**Given exercise**
Rename "detections" to "results" everywhere it occurs in the lines below, and leave every other part as it is.

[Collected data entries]
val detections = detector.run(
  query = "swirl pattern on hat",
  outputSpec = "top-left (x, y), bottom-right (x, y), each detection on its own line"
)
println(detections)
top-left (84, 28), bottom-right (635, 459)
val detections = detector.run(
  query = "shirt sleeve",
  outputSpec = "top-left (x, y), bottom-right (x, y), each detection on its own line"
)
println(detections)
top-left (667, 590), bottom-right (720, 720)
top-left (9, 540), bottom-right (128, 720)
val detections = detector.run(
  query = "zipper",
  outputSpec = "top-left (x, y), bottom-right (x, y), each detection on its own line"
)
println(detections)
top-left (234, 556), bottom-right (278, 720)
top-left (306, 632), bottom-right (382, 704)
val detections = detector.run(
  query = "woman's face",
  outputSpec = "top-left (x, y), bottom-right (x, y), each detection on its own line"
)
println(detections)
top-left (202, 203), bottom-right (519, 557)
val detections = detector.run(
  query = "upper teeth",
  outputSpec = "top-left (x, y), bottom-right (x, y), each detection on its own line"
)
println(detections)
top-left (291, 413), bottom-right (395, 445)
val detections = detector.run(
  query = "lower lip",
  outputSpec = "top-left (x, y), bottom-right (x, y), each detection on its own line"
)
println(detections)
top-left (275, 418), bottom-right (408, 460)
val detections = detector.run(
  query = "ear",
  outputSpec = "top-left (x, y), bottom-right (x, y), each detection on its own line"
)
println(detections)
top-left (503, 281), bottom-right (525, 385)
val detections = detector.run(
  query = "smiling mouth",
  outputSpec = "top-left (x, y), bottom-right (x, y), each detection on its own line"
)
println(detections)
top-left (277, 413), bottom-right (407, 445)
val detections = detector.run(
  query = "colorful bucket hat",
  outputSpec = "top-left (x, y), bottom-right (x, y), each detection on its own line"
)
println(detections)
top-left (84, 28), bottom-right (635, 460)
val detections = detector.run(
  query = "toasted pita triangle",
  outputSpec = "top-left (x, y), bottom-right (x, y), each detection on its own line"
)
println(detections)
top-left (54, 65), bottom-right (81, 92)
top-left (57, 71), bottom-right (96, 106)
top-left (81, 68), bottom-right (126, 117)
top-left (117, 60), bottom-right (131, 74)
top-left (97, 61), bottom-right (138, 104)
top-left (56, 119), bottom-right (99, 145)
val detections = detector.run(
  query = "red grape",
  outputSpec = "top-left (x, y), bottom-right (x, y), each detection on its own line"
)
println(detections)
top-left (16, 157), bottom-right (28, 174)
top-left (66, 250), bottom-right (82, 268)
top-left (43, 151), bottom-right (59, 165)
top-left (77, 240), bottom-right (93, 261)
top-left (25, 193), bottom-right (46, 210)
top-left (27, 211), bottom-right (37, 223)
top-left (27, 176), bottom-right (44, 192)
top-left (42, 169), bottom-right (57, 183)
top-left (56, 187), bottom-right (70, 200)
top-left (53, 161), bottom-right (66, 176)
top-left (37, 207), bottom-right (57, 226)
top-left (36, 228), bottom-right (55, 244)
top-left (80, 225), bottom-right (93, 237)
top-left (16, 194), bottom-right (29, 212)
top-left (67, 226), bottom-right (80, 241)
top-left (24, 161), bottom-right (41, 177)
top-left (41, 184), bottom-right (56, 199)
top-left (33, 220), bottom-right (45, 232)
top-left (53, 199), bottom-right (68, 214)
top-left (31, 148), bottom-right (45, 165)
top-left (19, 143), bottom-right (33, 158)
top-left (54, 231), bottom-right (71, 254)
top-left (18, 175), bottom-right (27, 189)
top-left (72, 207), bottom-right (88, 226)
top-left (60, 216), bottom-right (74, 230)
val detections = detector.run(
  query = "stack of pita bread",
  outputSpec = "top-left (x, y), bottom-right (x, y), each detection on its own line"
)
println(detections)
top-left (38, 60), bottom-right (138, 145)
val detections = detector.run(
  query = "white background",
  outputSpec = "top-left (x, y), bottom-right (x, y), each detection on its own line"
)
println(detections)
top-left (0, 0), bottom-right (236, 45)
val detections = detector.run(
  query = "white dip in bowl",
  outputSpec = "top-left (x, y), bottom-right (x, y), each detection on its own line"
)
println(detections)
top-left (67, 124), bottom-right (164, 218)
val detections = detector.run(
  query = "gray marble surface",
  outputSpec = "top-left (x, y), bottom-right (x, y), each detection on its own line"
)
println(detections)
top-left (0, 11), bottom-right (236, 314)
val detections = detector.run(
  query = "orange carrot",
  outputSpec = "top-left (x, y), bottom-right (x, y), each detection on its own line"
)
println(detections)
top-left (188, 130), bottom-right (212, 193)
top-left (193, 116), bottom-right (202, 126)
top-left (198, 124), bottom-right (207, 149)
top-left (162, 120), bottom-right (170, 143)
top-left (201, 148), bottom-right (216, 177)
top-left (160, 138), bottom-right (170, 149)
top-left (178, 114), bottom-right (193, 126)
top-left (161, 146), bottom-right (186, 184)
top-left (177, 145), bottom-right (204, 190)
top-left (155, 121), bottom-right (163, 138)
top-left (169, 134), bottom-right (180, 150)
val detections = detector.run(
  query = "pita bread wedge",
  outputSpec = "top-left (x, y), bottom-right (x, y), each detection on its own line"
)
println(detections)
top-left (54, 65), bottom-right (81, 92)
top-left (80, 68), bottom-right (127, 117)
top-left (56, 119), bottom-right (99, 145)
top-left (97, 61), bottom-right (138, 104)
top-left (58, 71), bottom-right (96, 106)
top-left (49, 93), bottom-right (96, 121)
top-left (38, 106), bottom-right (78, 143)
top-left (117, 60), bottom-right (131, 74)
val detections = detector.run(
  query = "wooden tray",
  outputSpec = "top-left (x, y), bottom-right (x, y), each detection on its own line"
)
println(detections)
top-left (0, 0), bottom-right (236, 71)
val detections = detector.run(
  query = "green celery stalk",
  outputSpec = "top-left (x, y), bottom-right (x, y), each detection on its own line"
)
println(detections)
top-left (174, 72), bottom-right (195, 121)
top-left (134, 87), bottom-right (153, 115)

**Correct response**
val results = detector.run(
  query = "swirl pattern on hat",
  outputSpec = "top-left (x, y), bottom-right (x, y), each detection on its own line"
)
println(results)
top-left (84, 28), bottom-right (635, 459)
val results = detector.run(
  query = "shirt sleeve",
  outputSpec = "top-left (x, y), bottom-right (x, y), each detection on its own line"
)
println(results)
top-left (667, 590), bottom-right (720, 720)
top-left (9, 540), bottom-right (128, 720)
val results = detector.run(
  query = "zipper",
  outputSpec = "top-left (x, y), bottom-right (x, y), each detection on its own line"
)
println(results)
top-left (234, 556), bottom-right (278, 720)
top-left (306, 632), bottom-right (382, 704)
val results = detector.run(
  query = "woman's face",
  outputSpec = "top-left (x, y), bottom-right (x, y), each detection on its own line"
)
println(results)
top-left (202, 203), bottom-right (519, 557)
val results = detector.run(
  query = "upper teeth",
  outputSpec = "top-left (x, y), bottom-right (x, y), each detection on its own line"
)
println(results)
top-left (291, 413), bottom-right (395, 445)
val results = detector.run(
  query = "lower lip",
  outputSpec = "top-left (x, y), bottom-right (x, y), each detection on its own line"
)
println(results)
top-left (275, 418), bottom-right (408, 460)
val results = detector.run(
  query = "ear",
  outputSpec = "top-left (x, y), bottom-right (x, y), each detection on its own line"
)
println(results)
top-left (503, 281), bottom-right (525, 385)
val results = detector.run(
  query = "smiling mouth",
  outputSpec = "top-left (x, y), bottom-right (x, y), each detection on its own line"
)
println(results)
top-left (277, 413), bottom-right (407, 445)
val results = detector.run(
  query = "colorful bucket hat",
  outputSpec = "top-left (x, y), bottom-right (x, y), each detection on its own line"
)
println(results)
top-left (84, 28), bottom-right (635, 460)
val results = detector.run(
  query = "toasted pita triangle",
  outputSpec = "top-left (x, y), bottom-right (x, y), each detection on its own line"
)
println(results)
top-left (54, 65), bottom-right (81, 92)
top-left (57, 71), bottom-right (96, 106)
top-left (81, 68), bottom-right (126, 117)
top-left (117, 60), bottom-right (131, 74)
top-left (97, 61), bottom-right (138, 104)
top-left (56, 119), bottom-right (99, 145)
val results = detector.run(
  query = "red grape",
  outputSpec = "top-left (x, y), bottom-right (x, y), each detection on its own line"
)
println(results)
top-left (16, 157), bottom-right (28, 174)
top-left (66, 250), bottom-right (82, 268)
top-left (43, 151), bottom-right (59, 165)
top-left (77, 240), bottom-right (93, 261)
top-left (25, 193), bottom-right (46, 210)
top-left (27, 211), bottom-right (37, 223)
top-left (27, 176), bottom-right (44, 192)
top-left (42, 169), bottom-right (57, 183)
top-left (56, 187), bottom-right (70, 200)
top-left (53, 161), bottom-right (66, 176)
top-left (37, 207), bottom-right (57, 226)
top-left (36, 228), bottom-right (55, 244)
top-left (80, 225), bottom-right (93, 237)
top-left (16, 194), bottom-right (29, 212)
top-left (67, 226), bottom-right (80, 241)
top-left (24, 161), bottom-right (41, 177)
top-left (41, 184), bottom-right (56, 199)
top-left (33, 220), bottom-right (45, 232)
top-left (53, 199), bottom-right (68, 214)
top-left (31, 148), bottom-right (45, 165)
top-left (19, 143), bottom-right (33, 158)
top-left (54, 231), bottom-right (71, 254)
top-left (18, 175), bottom-right (27, 189)
top-left (72, 207), bottom-right (88, 226)
top-left (60, 216), bottom-right (74, 230)
val results = detector.run(
  query = "stack of pita bread",
  outputSpec = "top-left (x, y), bottom-right (x, y), each detection on its own line"
)
println(results)
top-left (38, 60), bottom-right (138, 145)
val results = detector.run(
  query = "white background",
  outputSpec = "top-left (x, y), bottom-right (x, y), each detection on its own line"
)
println(results)
top-left (0, 0), bottom-right (236, 45)
val results = detector.run(
  query = "white dip in bowl",
  outputSpec = "top-left (x, y), bottom-right (x, y), each detection on its own line"
)
println(results)
top-left (67, 124), bottom-right (164, 218)
val results = detector.run(
  query = "gray marble surface",
  outputSpec = "top-left (x, y), bottom-right (x, y), each detection on its own line"
)
println(results)
top-left (0, 11), bottom-right (236, 314)
val results = detector.run(
  query = "orange carrot",
  outputSpec = "top-left (x, y), bottom-right (x, y), each detection on its own line"
)
println(results)
top-left (188, 130), bottom-right (212, 193)
top-left (193, 116), bottom-right (202, 126)
top-left (198, 124), bottom-right (207, 149)
top-left (162, 120), bottom-right (170, 143)
top-left (201, 148), bottom-right (216, 177)
top-left (160, 138), bottom-right (170, 149)
top-left (178, 114), bottom-right (193, 126)
top-left (161, 146), bottom-right (186, 184)
top-left (177, 145), bottom-right (204, 190)
top-left (155, 121), bottom-right (163, 138)
top-left (169, 134), bottom-right (180, 150)
val results = detector.run(
  query = "pita bread wedge",
  outputSpec = "top-left (x, y), bottom-right (x, y), each detection on its own line"
)
println(results)
top-left (54, 65), bottom-right (81, 92)
top-left (80, 68), bottom-right (127, 117)
top-left (56, 119), bottom-right (99, 145)
top-left (97, 61), bottom-right (138, 104)
top-left (58, 71), bottom-right (96, 106)
top-left (49, 93), bottom-right (96, 121)
top-left (38, 106), bottom-right (78, 143)
top-left (117, 60), bottom-right (131, 74)
val results = detector.run(
  query = "wooden tray",
  outputSpec = "top-left (x, y), bottom-right (x, y), each detection on its own line"
)
println(results)
top-left (0, 0), bottom-right (236, 71)
val results = detector.run(
  query = "green celery stalk",
  outputSpec = "top-left (x, y), bottom-right (x, y), each detection on its own line"
)
println(results)
top-left (174, 72), bottom-right (195, 121)
top-left (134, 87), bottom-right (153, 115)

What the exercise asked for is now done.